§ INPUT ROWS
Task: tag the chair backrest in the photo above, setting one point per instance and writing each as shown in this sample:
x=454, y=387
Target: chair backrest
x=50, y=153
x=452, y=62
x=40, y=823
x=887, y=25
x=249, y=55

---

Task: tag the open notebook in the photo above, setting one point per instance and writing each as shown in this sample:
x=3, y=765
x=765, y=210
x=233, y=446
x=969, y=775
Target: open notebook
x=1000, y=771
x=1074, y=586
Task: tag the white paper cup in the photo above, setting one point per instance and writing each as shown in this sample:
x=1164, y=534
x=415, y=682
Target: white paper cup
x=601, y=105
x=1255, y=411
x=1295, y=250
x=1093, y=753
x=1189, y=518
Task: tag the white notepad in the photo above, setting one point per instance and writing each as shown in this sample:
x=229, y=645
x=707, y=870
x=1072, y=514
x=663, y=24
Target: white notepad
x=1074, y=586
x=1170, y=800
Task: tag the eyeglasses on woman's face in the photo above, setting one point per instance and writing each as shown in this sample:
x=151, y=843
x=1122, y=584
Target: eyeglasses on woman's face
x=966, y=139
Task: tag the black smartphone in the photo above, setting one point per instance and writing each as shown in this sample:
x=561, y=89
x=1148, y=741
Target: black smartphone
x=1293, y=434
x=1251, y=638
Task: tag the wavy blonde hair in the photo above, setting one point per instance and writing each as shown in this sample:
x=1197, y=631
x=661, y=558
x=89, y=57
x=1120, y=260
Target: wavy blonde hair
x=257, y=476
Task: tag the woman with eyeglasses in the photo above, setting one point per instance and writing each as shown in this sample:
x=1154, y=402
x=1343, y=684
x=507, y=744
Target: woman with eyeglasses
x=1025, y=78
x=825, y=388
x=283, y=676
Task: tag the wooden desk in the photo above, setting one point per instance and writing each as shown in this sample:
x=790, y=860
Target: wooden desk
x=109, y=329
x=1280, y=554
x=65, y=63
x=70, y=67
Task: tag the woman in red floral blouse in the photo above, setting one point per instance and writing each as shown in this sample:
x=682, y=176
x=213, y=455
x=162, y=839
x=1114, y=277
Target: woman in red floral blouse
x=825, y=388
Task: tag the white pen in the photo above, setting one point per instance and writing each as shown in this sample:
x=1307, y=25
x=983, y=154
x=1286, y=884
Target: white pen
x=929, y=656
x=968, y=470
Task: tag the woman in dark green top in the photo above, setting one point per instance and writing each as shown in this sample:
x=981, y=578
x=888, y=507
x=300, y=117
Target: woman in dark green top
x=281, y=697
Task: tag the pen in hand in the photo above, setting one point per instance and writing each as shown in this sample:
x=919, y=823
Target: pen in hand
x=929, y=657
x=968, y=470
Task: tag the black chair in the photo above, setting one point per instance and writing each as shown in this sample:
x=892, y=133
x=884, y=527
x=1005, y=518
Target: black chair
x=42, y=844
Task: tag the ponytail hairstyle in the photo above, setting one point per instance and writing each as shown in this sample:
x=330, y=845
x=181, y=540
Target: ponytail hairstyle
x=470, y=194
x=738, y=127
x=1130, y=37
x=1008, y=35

==

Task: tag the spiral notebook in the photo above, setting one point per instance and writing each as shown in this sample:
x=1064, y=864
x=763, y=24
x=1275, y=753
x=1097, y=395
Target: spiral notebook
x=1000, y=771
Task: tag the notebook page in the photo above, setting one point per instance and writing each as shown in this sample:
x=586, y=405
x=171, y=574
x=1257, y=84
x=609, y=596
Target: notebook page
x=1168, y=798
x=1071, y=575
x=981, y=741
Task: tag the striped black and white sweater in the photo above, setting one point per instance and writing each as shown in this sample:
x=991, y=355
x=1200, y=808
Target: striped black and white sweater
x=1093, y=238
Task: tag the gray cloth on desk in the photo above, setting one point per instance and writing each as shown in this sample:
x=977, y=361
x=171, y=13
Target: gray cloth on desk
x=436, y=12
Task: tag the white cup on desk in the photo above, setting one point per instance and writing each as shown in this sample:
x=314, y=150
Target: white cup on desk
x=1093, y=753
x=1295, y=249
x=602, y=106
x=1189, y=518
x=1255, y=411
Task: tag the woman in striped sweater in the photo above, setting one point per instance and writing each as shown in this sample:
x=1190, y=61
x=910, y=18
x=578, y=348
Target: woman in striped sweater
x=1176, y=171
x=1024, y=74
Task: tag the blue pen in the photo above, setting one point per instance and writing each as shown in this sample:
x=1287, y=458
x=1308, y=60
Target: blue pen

§ WHAT TO WORK ON
Copy out everything from the line containing "Task: tag the chair" down to the line containing "x=249, y=55", substituting "back" for "backrest" and changing nothing else.

§ RESPONSE TO THE EXERCISE
Task: tag the chair back in the photo above, setting one point per instance and writing each as shown in this sample:
x=454, y=387
Target: chair back
x=50, y=153
x=452, y=62
x=40, y=823
x=887, y=25
x=249, y=55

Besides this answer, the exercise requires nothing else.